Position identification entries:

────────────────────────────────────────

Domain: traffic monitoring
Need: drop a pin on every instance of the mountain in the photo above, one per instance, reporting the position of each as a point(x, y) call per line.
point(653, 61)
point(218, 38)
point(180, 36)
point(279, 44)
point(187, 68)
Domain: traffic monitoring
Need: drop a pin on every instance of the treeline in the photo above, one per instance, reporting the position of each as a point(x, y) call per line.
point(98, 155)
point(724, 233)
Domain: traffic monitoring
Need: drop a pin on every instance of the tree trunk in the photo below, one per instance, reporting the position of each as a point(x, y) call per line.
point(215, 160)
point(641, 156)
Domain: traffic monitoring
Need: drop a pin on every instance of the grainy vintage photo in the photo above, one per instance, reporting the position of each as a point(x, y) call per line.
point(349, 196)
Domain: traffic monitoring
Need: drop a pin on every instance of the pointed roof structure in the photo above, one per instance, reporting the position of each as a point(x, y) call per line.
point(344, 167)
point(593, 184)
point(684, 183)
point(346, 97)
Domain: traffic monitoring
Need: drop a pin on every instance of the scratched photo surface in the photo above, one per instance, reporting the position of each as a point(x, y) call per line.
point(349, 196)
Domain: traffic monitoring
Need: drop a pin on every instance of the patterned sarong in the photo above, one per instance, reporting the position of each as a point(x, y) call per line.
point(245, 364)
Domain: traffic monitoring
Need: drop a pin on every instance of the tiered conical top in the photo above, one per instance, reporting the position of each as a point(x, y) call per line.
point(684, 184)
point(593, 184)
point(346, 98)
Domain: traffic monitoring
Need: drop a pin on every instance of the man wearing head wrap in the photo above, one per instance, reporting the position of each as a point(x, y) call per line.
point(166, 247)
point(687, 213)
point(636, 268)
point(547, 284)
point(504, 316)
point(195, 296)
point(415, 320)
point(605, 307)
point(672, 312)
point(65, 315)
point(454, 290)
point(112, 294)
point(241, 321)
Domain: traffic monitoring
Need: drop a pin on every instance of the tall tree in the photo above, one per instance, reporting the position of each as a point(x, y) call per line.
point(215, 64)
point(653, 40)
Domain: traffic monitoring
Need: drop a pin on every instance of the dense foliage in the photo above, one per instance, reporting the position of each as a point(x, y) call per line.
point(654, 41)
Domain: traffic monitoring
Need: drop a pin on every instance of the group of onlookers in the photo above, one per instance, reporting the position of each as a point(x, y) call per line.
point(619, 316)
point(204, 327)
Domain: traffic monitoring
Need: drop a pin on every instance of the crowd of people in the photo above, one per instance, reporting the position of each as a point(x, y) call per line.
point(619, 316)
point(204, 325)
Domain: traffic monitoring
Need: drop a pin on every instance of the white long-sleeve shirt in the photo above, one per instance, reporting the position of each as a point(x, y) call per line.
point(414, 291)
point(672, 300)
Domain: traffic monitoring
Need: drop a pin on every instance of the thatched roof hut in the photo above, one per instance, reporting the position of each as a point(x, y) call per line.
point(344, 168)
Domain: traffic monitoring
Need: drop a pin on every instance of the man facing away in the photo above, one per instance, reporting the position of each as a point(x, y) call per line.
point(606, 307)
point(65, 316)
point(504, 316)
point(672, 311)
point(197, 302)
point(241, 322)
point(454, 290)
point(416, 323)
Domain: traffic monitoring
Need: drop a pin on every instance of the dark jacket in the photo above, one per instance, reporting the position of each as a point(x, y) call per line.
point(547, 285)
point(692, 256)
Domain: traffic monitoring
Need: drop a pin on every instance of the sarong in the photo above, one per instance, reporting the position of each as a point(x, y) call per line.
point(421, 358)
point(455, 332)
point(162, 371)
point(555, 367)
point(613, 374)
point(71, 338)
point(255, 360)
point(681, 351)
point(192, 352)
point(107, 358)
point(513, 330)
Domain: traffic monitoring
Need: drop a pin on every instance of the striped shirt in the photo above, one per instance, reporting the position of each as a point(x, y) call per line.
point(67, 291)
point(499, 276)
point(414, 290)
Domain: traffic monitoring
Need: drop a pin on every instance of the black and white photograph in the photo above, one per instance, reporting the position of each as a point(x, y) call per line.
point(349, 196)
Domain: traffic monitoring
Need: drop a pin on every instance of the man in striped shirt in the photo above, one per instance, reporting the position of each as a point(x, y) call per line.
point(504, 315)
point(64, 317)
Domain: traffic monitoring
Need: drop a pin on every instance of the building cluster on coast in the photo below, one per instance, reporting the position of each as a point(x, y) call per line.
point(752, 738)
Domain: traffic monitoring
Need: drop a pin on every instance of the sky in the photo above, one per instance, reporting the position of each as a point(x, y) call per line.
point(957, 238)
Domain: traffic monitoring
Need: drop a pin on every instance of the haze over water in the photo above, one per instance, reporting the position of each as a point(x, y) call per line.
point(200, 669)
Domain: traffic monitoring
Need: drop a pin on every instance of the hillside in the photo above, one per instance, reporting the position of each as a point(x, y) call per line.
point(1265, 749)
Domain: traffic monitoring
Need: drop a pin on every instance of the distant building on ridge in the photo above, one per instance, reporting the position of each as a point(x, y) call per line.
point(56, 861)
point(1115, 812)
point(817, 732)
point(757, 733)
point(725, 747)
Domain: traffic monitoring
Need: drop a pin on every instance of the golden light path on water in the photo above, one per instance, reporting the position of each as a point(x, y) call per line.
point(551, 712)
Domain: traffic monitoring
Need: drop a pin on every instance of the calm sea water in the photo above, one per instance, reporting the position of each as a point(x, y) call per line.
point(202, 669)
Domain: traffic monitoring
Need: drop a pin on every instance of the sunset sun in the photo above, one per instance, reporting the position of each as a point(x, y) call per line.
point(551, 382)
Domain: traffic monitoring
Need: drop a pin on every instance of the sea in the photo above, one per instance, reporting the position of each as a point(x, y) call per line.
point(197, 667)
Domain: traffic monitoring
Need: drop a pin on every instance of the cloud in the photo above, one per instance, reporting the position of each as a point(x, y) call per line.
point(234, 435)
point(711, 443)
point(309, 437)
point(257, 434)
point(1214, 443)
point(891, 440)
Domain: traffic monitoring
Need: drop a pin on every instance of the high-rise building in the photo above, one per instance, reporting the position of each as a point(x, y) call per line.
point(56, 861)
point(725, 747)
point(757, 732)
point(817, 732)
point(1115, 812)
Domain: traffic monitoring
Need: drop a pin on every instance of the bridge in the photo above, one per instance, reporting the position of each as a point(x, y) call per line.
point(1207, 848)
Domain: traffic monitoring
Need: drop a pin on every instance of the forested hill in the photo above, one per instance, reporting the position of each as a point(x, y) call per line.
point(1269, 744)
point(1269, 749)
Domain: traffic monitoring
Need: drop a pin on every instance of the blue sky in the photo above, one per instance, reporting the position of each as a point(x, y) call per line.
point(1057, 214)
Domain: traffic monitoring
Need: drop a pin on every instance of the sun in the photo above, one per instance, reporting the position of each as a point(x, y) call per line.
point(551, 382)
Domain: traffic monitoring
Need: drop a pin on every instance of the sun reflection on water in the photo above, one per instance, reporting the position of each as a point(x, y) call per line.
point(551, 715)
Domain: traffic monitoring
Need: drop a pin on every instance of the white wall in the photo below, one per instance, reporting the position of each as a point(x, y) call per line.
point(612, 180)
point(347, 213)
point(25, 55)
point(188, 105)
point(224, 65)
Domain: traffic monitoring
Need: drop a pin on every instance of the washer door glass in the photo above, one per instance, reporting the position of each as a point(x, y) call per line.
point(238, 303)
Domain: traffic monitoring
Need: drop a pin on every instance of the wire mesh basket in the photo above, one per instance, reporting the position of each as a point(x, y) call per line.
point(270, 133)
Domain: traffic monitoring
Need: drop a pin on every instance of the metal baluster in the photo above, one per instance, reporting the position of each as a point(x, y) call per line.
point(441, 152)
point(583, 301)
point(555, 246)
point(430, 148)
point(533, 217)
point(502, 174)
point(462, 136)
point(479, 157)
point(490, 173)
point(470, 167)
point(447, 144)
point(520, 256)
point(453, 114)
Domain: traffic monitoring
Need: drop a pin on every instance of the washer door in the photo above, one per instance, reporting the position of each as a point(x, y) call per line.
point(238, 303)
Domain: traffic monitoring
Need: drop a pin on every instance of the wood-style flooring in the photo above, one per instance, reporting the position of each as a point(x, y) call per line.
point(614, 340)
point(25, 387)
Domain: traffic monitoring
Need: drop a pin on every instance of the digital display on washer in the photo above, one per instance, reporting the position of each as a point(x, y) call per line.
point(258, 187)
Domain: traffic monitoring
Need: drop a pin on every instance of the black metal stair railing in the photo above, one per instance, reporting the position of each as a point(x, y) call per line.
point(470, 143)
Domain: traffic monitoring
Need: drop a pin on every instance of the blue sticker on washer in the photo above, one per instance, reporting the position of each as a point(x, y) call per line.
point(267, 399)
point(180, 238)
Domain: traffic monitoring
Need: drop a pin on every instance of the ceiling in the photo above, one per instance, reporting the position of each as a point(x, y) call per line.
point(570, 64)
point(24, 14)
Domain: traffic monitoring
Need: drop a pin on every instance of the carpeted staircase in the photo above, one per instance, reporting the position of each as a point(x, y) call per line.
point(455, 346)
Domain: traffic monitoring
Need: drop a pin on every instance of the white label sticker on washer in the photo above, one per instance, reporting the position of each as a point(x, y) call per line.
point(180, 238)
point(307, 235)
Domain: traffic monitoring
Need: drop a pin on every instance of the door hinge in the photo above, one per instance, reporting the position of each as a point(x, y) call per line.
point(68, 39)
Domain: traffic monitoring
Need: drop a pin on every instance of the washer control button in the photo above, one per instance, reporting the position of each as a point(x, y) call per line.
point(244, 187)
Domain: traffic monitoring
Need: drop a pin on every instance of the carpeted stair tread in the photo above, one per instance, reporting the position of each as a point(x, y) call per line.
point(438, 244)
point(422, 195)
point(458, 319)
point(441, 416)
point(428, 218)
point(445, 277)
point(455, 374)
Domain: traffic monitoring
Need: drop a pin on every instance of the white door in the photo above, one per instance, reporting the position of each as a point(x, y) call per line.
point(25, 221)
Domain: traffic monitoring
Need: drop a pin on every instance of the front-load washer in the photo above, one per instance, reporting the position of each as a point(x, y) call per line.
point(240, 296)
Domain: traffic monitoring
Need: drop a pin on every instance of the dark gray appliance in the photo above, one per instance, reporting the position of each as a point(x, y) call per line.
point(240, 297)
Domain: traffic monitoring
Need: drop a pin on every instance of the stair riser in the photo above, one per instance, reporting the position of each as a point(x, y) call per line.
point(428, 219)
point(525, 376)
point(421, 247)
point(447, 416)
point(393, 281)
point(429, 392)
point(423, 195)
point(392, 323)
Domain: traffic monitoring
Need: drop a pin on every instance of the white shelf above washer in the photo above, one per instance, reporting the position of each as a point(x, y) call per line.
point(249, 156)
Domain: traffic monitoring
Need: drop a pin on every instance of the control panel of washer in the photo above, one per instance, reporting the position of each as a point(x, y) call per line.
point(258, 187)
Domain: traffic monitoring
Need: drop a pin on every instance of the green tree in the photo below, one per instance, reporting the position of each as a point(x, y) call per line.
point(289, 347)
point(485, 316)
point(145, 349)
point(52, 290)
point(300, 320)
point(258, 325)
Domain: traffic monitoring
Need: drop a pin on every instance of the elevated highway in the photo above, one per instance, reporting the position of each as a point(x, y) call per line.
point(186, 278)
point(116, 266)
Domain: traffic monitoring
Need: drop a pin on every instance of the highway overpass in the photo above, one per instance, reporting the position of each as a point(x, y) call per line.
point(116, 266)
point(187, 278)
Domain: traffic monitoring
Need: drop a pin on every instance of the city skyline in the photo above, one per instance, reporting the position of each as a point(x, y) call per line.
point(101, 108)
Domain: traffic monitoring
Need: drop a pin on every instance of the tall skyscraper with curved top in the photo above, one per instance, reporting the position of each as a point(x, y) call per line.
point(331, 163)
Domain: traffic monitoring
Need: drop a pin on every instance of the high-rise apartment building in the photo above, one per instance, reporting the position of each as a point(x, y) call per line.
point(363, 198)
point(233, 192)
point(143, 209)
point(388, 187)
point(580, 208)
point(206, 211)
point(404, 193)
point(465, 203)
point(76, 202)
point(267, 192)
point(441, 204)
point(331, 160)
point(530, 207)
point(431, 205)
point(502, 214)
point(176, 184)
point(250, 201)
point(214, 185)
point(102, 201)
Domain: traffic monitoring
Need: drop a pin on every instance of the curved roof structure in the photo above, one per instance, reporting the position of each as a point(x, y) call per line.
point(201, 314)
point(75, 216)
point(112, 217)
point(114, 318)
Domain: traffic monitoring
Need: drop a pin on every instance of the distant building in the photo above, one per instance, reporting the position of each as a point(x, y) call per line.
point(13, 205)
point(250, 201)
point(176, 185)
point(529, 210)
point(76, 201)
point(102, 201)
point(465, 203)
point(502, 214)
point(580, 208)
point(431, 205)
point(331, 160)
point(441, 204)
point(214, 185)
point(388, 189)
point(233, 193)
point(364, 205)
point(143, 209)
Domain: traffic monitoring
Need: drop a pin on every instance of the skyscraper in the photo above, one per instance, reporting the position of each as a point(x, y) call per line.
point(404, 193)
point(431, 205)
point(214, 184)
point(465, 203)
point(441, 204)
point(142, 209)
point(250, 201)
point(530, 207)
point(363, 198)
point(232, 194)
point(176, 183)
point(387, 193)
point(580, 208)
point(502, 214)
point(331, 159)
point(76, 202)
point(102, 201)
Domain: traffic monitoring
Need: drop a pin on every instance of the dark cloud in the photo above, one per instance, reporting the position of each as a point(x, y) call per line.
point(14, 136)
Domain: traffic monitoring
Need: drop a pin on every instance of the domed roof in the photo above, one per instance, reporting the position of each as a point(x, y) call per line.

────────────────────────────────────────

Challenge:
Gather every line in the entries above that contains the word "cloud", copying each one in full. Case counts.

Answer below:
Need: drop a pin on every instance of the cloud in the photo above, one per instance, reporting the position of each as a point(x, y) call per line.
Need: drop a pin on every instance of the dark cloud in the photo above, one per instance, reporting the position of each as a point(x, y) call per line.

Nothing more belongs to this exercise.